● **What the exercise asks**
Render the lines below as a JSON list of strings, with one string per line and blank lines omitted.

Bounding-box records
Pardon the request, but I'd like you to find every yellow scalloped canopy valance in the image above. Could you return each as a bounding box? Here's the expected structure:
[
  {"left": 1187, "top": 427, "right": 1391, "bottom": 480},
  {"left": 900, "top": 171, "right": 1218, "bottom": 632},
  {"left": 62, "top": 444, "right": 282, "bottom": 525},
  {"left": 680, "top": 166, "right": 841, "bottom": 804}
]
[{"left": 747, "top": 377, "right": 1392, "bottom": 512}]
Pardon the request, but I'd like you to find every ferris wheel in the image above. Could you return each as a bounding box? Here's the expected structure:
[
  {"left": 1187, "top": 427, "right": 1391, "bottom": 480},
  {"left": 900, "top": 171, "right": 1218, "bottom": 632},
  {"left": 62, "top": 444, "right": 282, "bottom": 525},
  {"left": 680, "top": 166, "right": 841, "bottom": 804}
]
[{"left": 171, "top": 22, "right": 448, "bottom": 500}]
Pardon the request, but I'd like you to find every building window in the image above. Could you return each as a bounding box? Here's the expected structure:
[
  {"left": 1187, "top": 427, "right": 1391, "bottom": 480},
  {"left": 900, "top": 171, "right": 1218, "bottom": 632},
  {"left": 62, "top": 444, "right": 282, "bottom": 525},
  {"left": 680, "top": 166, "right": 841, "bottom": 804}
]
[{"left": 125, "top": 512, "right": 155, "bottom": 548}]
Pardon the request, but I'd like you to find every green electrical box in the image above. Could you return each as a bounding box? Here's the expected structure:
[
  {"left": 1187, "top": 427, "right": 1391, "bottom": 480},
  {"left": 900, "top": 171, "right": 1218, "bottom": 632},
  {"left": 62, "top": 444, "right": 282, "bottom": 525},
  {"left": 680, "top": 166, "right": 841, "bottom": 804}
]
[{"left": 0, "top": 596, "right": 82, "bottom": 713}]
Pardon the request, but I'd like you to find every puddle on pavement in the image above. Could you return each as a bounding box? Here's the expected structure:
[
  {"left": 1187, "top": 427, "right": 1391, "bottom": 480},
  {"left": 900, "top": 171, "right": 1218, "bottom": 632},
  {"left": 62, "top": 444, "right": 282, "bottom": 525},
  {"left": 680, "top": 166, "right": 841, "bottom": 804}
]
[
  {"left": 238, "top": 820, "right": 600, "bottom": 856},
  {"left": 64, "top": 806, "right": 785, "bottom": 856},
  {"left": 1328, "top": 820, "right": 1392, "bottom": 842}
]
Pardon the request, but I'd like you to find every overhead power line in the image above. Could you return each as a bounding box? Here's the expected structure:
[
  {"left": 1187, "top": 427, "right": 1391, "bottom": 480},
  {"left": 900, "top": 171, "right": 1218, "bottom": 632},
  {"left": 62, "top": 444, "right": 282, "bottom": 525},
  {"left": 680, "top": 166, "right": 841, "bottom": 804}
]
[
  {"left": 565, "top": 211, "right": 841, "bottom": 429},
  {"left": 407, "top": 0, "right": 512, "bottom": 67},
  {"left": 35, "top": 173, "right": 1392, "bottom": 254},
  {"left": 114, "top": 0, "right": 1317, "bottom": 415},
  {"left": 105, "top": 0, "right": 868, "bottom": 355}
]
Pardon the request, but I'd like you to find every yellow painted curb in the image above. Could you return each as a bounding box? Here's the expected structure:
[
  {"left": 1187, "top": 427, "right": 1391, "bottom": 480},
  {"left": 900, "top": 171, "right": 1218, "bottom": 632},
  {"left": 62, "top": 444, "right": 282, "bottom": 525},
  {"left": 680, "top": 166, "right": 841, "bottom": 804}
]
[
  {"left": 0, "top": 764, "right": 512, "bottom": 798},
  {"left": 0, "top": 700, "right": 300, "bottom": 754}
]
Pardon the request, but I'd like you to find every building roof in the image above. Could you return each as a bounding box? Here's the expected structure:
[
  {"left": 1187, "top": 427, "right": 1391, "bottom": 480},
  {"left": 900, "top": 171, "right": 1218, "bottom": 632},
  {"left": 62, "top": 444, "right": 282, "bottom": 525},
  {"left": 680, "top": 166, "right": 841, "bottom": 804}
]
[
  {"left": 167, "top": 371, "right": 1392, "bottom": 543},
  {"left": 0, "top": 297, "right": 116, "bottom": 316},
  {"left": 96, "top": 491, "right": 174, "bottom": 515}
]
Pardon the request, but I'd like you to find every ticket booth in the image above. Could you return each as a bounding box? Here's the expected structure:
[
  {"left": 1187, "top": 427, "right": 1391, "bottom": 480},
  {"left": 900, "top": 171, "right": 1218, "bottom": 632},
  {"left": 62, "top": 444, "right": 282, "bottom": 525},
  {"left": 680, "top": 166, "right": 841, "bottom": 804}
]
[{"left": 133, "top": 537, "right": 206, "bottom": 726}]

● **Completed exercise**
[
  "Pardon the request, but I'd like you to find every yellow scalloped canopy valance in the image above. Could you return each as a bounding box? Here's the expected structure:",
  "[",
  "  {\"left\": 1187, \"top\": 427, \"right\": 1391, \"bottom\": 480},",
  "  {\"left\": 900, \"top\": 171, \"right\": 1218, \"bottom\": 632},",
  "  {\"left\": 62, \"top\": 444, \"right\": 282, \"bottom\": 525},",
  "  {\"left\": 680, \"top\": 166, \"right\": 841, \"bottom\": 804}",
  "]",
  "[{\"left\": 747, \"top\": 377, \"right\": 1392, \"bottom\": 512}]",
  "Pardon the request, but I'd like you to find every ferris wheel in the image above. Could you return each as a bounding box? Here's the expected structure:",
  "[",
  "  {\"left\": 1187, \"top\": 427, \"right\": 1391, \"bottom\": 480},",
  "  {\"left\": 900, \"top\": 171, \"right\": 1218, \"bottom\": 632},",
  "  {\"left\": 62, \"top\": 444, \"right\": 282, \"bottom\": 525},",
  "  {\"left\": 680, \"top\": 166, \"right\": 841, \"bottom\": 804}",
  "]",
  "[{\"left\": 171, \"top\": 22, \"right\": 448, \"bottom\": 500}]",
  "Pardon the request, but I'd like you to find every building window in the image above. Could you return each as a bounding box? Here's the expected structure:",
  "[",
  "  {\"left\": 1187, \"top\": 427, \"right\": 1391, \"bottom\": 480},",
  "  {\"left\": 900, \"top\": 171, \"right\": 1218, \"bottom\": 632},",
  "  {\"left\": 62, \"top\": 444, \"right\": 282, \"bottom\": 525},",
  "  {\"left\": 680, \"top\": 166, \"right\": 841, \"bottom\": 804}",
  "]",
  "[{\"left\": 125, \"top\": 512, \"right\": 155, \"bottom\": 548}]",
  "Pardon the request, but I'd like you to find every green electrical box in the image above. Could you return each as a bounding box? Here's the expected structure:",
  "[",
  "  {\"left\": 1187, \"top\": 427, \"right\": 1391, \"bottom\": 480},",
  "  {\"left\": 900, \"top\": 171, \"right\": 1218, \"bottom\": 632},",
  "  {\"left\": 62, \"top\": 444, \"right\": 282, \"bottom\": 525},",
  "  {\"left\": 680, \"top\": 166, \"right\": 841, \"bottom\": 804}",
  "]",
  "[{\"left\": 0, \"top\": 596, \"right\": 82, \"bottom\": 713}]",
  "Pardon the request, but I'd like you to find every puddle on pavement in the image above. Could you return each as a bounding box? Here's the expected structure:",
  "[",
  "  {\"left\": 1187, \"top\": 427, \"right\": 1391, \"bottom\": 480},",
  "  {\"left\": 900, \"top\": 171, \"right\": 1218, \"bottom\": 632},",
  "  {\"left\": 62, \"top\": 444, \"right\": 282, \"bottom\": 525},",
  "  {\"left\": 680, \"top\": 166, \"right\": 841, \"bottom\": 804}",
  "]",
  "[",
  "  {\"left\": 238, \"top\": 820, \"right\": 600, \"bottom\": 856},",
  "  {\"left\": 64, \"top\": 806, \"right\": 785, \"bottom\": 856},",
  "  {\"left\": 1328, \"top\": 820, \"right\": 1392, \"bottom\": 842}",
  "]",
  "Pardon the request, but I'd like you to find every overhead power line in the image above. Could you return each as a bounding box? Here's the expected structure:",
  "[",
  "  {\"left\": 1187, \"top\": 427, \"right\": 1391, \"bottom\": 480},",
  "  {\"left\": 900, \"top\": 171, \"right\": 1218, \"bottom\": 632},",
  "  {\"left\": 62, \"top\": 444, \"right\": 282, \"bottom\": 525},",
  "  {\"left\": 680, \"top\": 166, \"right\": 841, \"bottom\": 804}",
  "]",
  "[",
  "  {\"left\": 565, \"top\": 211, \"right\": 841, \"bottom\": 429},",
  "  {\"left\": 407, \"top\": 0, \"right\": 512, \"bottom\": 67},",
  "  {\"left\": 35, \"top\": 173, \"right\": 1392, \"bottom\": 254},",
  "  {\"left\": 114, \"top\": 0, \"right\": 1317, \"bottom\": 415},",
  "  {\"left\": 105, \"top\": 0, \"right\": 868, \"bottom\": 355}",
  "]",
  "Pardon the request, but I'd like you to find every yellow painted curb in the image above. Could you return each as a bounding box? Here's the expected structure:",
  "[",
  "  {\"left\": 1187, \"top\": 427, \"right\": 1391, \"bottom\": 480},",
  "  {\"left\": 900, \"top\": 171, \"right\": 1218, \"bottom\": 632},",
  "  {\"left\": 62, \"top\": 444, \"right\": 282, \"bottom\": 525},",
  "  {\"left\": 680, \"top\": 166, \"right\": 841, \"bottom\": 804}",
  "]",
  "[",
  "  {\"left\": 0, \"top\": 764, \"right\": 512, \"bottom\": 798},",
  "  {\"left\": 0, \"top\": 700, \"right\": 300, \"bottom\": 754}",
  "]",
  "Pardon the request, but I'd like you to find every building roof in the image above. Could you return each as a bounding box? Here's the expected structure:",
  "[",
  "  {\"left\": 1187, \"top\": 427, \"right\": 1391, \"bottom\": 480},",
  "  {\"left\": 900, \"top\": 171, \"right\": 1218, \"bottom\": 632},",
  "  {\"left\": 62, \"top\": 444, \"right\": 282, \"bottom\": 525},",
  "  {\"left\": 680, \"top\": 166, \"right\": 841, \"bottom\": 804}",
  "]",
  "[",
  "  {\"left\": 167, \"top\": 371, \"right\": 1392, \"bottom\": 543},",
  "  {\"left\": 0, \"top\": 297, \"right\": 116, \"bottom\": 316},",
  "  {\"left\": 96, \"top\": 491, \"right\": 174, \"bottom\": 515}",
  "]",
  "Pardon the request, but I'd like you to find every ticket booth in the image above. Could you return each as a bounding box? Here's the expected structure:",
  "[",
  "  {\"left\": 1187, \"top\": 427, \"right\": 1391, \"bottom\": 480},",
  "  {\"left\": 900, \"top\": 171, \"right\": 1218, \"bottom\": 632},",
  "  {\"left\": 62, \"top\": 444, \"right\": 282, \"bottom\": 525},",
  "  {\"left\": 680, \"top\": 166, \"right\": 841, \"bottom\": 804}",
  "]",
  "[{\"left\": 133, \"top\": 537, \"right\": 206, \"bottom\": 726}]"
]